___ Extrait choisi ___
Lucie Tanguy montre comment l’Éducation Nationale s’adapte au nouveau climat économique et social où le plein emploi est devenu un graal inatteignable, par le développement de l’apprentissage aux niveaux supérieurs d’éducation, l’utilisation de cet apprentissage par les conseils régionaux, la création par eux de Campus des métiers et la création de mini-entreprises dans les collèges et les lycées. Mais elle montre également comment une croyance magique dans le caractère bienfaisant de toute entreprise est lié à des procédures d’exclusion mises en place dans la sélection des futurs apprentis ou membres des mini-entreprises, comme si ces procédés de socialisation anticipées avaient la même valeur, voire une valeur supérieure aux enseignements universalisables transmis par l’école. Elle remarque, par exemple, que le contenu de ce que transmet l’école dans le cadre des enseignements par alternance n’est jamais contrôlé par l’éducation nationale. Notre auteure prédit que cette union entre l’intérieur et l’extérieur, entre l’école dispensatrice d’éducation et l’entreprise fournisseuse de retours d’expériences pragmatiques, conduira, si elle n’est pas explicitement régulée, au délitement de la première et à l’impossibilité pour elle d’atteindre ses buts égalitaires et républicains. Or cette régulation souhaitable n’est plus.
___ Données d'entrée ___
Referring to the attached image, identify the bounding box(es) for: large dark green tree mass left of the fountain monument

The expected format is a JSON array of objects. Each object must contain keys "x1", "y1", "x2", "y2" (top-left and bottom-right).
___
___ Données d'entrée ___
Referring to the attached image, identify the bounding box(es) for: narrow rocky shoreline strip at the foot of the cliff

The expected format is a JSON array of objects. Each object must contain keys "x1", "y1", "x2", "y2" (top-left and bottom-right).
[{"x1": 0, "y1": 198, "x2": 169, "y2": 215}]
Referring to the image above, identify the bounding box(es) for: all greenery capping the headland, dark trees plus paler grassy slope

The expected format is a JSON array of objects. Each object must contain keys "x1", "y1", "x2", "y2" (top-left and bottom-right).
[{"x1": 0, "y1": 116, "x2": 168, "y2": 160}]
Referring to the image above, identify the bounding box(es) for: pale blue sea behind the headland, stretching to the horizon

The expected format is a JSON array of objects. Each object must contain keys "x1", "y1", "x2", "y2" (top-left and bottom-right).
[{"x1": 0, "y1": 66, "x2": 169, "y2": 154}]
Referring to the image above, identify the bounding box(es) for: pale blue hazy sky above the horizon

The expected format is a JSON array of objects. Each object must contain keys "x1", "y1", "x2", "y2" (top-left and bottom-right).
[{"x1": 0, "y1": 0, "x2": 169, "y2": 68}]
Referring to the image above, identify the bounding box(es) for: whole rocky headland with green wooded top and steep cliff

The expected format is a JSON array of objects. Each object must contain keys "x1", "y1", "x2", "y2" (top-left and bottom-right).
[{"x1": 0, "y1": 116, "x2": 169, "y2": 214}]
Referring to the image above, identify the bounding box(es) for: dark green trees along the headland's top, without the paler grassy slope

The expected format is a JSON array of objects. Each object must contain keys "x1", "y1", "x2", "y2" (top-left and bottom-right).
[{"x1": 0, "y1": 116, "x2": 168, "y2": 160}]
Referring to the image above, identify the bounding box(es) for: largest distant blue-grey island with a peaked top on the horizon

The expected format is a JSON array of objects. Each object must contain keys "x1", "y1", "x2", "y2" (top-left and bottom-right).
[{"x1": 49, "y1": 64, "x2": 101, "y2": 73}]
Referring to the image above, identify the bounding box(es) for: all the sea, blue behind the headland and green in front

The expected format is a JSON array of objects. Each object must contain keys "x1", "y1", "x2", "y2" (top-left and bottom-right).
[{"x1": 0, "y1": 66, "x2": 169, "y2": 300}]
___
Consignes —
A - D'après l'extrait sur l'école et l'entreprise, pourquoi l'Éducation nationale développe-t-elle l'apprentissage, les Campus des métiers et les mini-entreprises ? Répondez en une à trois phrases.
B - Prolongez l'extrait sur l'école et l'entreprise en reprenant juste après sa dernière phrase.
Les items n'ont aucun rapport avec l'extrait.

Réponses —
A - L'Éducation nationale s'adapte ainsi au nouveau climat économique et social, dans lequel le plein emploi est devenu un graal inatteignable.

B -
Tentons de situer ce que Lucie Tanguy décrit et fustige en même temps. On sait que l’enseignement supérieur en France repose sur une dichotomie structurelle : les élèves les plus brillants, dont la mémoire et les capacités de connexion, mais aussi le patrimoine culturel sont les plus aigus et riches, suivent des cursus multidisciplinaires dans lesquels, entre autres, la socialisation à leurs futur est très présente ( Sciences- Po, ENA, Polytechnique et ses écoles d’application, École centrale et de façon générale les écoles d’ingénieur et de commerce), où leur futur est en partie inscrit dans des visites, des stages, des projets et des enseignements noués avec le monde extérieur au milieu académique et scolaire.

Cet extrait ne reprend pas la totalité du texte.